> _Input data_
= Beginning of Section =

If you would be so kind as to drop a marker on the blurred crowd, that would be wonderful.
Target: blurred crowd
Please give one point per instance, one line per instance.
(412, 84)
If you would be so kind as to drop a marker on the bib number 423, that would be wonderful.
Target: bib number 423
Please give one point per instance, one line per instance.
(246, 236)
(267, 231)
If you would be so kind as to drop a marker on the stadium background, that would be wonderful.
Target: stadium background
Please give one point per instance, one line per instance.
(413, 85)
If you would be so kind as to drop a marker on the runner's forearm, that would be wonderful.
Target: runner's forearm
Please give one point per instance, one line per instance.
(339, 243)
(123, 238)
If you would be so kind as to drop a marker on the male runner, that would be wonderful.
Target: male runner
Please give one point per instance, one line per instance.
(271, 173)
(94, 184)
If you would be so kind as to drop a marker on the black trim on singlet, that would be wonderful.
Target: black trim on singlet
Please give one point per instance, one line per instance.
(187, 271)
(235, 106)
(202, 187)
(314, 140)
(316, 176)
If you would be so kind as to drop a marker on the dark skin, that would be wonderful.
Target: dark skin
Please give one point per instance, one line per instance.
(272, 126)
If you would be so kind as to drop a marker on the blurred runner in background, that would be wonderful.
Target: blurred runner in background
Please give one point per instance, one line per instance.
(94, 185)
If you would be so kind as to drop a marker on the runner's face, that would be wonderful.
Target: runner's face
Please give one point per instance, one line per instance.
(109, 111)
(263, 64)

= End of Section =

> _Instructions to follow_
Lines to set down from above: the line with "423, that would be wonderful.", the line with "Target: runner's forearm", and every line between, each exactly as written.

> _Task solution_
If you would be so kind as to drop a marker on the bib number 423, that would be wonderful.
Target: bib number 423
Please give one point per instance, one line per instance.
(246, 236)
(267, 231)
If you would be so kind as to drop a marker on the stadium background, that would be wonderful.
Target: stadium background
Please give one point per instance, one line per instance.
(413, 85)
If you would be so kind as to drop a marker on the runner's forearm, that would be wonderful.
Target: runner's forearm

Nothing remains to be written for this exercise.